**Exercise material:**
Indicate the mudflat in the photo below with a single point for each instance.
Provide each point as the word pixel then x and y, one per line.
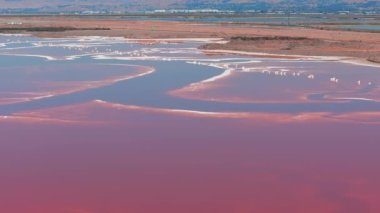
pixel 293 40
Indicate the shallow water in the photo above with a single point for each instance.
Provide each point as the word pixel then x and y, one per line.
pixel 97 125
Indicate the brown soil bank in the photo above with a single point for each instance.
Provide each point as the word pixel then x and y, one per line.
pixel 255 38
pixel 301 46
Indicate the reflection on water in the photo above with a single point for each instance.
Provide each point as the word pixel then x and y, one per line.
pixel 99 125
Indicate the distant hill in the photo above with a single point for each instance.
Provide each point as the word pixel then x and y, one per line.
pixel 37 6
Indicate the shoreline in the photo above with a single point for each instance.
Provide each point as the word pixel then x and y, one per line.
pixel 256 39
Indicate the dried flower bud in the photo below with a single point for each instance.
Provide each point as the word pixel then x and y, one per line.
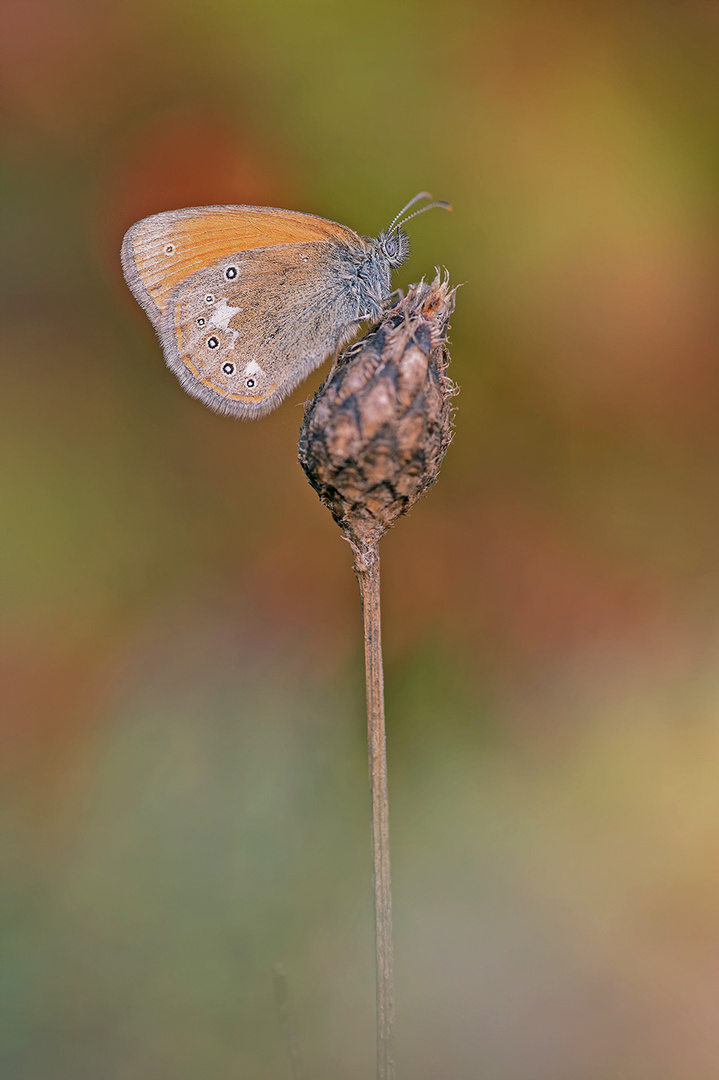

**Exercise:** Pull out each line of the material above that contains the word "with", copying those lines in order.

**Problem solution:**
Indicate the mudflat in the photo below with a single point for each instance.
Indicate the shallow water in the photo above with a single point for each instance.
Indicate the brown soil bank in the photo above with a single point for each instance.
Indicate the reflection on water in the photo above with a single point for each instance.
Indicate the distant hill in the photo above with a single point for each instance.
Indicate the shoreline in the photo above with a single point for each instance.
Indicate the dried flower bud in the photo below with a single point for each instance.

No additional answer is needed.